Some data
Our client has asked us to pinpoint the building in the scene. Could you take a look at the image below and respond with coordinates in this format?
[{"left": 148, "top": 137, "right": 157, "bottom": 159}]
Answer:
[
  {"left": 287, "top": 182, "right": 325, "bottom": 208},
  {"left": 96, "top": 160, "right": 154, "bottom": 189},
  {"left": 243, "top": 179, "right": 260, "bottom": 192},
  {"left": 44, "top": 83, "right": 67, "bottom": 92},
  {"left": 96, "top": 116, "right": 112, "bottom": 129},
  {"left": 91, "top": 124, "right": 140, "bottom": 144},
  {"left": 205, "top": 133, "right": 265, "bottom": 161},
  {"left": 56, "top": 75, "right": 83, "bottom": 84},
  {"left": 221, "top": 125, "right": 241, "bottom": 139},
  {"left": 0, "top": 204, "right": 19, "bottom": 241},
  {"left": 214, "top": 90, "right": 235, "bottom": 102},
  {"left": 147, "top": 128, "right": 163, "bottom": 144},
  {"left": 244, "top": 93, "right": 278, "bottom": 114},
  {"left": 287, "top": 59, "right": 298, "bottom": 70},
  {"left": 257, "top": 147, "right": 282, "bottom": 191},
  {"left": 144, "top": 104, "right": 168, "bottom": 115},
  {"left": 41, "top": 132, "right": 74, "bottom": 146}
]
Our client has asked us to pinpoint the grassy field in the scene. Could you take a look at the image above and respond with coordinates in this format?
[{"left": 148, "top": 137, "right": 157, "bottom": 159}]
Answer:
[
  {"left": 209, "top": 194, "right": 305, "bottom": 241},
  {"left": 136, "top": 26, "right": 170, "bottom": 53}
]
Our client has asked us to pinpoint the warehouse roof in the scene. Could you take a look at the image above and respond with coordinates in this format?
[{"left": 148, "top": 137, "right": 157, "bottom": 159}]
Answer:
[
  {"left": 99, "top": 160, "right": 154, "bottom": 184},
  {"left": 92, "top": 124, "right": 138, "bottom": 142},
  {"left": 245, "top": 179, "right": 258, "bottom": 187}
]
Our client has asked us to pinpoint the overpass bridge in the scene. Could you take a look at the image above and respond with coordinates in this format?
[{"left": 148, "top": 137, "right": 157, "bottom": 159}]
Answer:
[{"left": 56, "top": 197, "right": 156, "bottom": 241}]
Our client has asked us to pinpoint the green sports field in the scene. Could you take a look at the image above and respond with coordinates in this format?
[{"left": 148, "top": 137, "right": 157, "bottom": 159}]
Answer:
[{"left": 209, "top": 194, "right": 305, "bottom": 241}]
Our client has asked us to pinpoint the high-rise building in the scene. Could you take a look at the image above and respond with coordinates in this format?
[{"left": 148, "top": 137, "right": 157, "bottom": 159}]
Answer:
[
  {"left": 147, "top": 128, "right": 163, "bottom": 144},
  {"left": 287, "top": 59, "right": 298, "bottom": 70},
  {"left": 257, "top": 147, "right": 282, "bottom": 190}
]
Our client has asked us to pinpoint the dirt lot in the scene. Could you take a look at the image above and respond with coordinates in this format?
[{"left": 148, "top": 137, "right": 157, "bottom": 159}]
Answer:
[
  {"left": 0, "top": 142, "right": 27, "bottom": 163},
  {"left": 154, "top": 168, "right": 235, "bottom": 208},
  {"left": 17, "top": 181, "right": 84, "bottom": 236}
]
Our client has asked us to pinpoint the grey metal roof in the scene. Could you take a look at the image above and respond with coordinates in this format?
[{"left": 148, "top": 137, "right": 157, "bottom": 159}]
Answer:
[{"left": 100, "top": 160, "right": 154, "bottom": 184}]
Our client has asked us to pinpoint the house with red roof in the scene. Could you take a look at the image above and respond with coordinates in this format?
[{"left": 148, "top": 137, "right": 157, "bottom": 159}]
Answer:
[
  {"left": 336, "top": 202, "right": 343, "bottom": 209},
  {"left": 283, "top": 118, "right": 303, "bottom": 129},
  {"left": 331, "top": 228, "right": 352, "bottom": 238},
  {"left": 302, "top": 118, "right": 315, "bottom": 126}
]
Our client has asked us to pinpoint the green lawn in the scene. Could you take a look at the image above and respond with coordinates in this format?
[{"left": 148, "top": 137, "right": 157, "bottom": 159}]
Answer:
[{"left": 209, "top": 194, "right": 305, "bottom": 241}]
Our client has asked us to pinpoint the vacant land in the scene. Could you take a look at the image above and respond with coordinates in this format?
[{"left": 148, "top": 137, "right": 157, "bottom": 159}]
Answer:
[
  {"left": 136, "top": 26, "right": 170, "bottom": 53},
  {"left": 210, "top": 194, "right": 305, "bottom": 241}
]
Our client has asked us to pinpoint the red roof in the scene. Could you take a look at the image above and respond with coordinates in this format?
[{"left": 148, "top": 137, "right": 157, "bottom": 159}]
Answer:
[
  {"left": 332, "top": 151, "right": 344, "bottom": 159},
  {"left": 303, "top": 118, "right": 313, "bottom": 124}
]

PROBLEM TO WORK ON: Return everything from the line containing "Our client has asked us to pinpoint the grey" down to the end of the data, with each line reproduced verbatim.

REPLY TO THE EXERCISE:
Our client has asked us to pinpoint the grey metal roof in the scene. Could you take a look at the image above and respond with coordinates in this format?
[{"left": 148, "top": 137, "right": 157, "bottom": 159}]
Answer:
[{"left": 100, "top": 160, "right": 154, "bottom": 184}]
Our client has asked us to pinpoint the house with red roof in the scene. Could you take a look at the image above and respond with coordinates in this format?
[{"left": 148, "top": 137, "right": 157, "bottom": 159}]
Answer:
[
  {"left": 336, "top": 202, "right": 343, "bottom": 209},
  {"left": 283, "top": 118, "right": 303, "bottom": 129},
  {"left": 331, "top": 228, "right": 352, "bottom": 238},
  {"left": 302, "top": 118, "right": 315, "bottom": 126}
]
Our client has asked us to pinpoint the green lawn in the scene. Could you take a look at the image above and respond with coordinates in this format?
[{"left": 148, "top": 137, "right": 157, "bottom": 159}]
Answer:
[{"left": 209, "top": 194, "right": 305, "bottom": 241}]
Our client has asked us to pinpoint the vacant land in the scene. Could you take a look at the image above and respond with coordinates in this format?
[{"left": 148, "top": 137, "right": 157, "bottom": 159}]
Answer:
[
  {"left": 136, "top": 26, "right": 170, "bottom": 53},
  {"left": 210, "top": 194, "right": 305, "bottom": 241}
]
Our client has asked us to pinpoint the red roof in the scene. Could you take a look at the image above and respond with coordinates in this format?
[{"left": 148, "top": 137, "right": 157, "bottom": 159}]
Answer:
[
  {"left": 332, "top": 151, "right": 344, "bottom": 159},
  {"left": 303, "top": 118, "right": 313, "bottom": 124}
]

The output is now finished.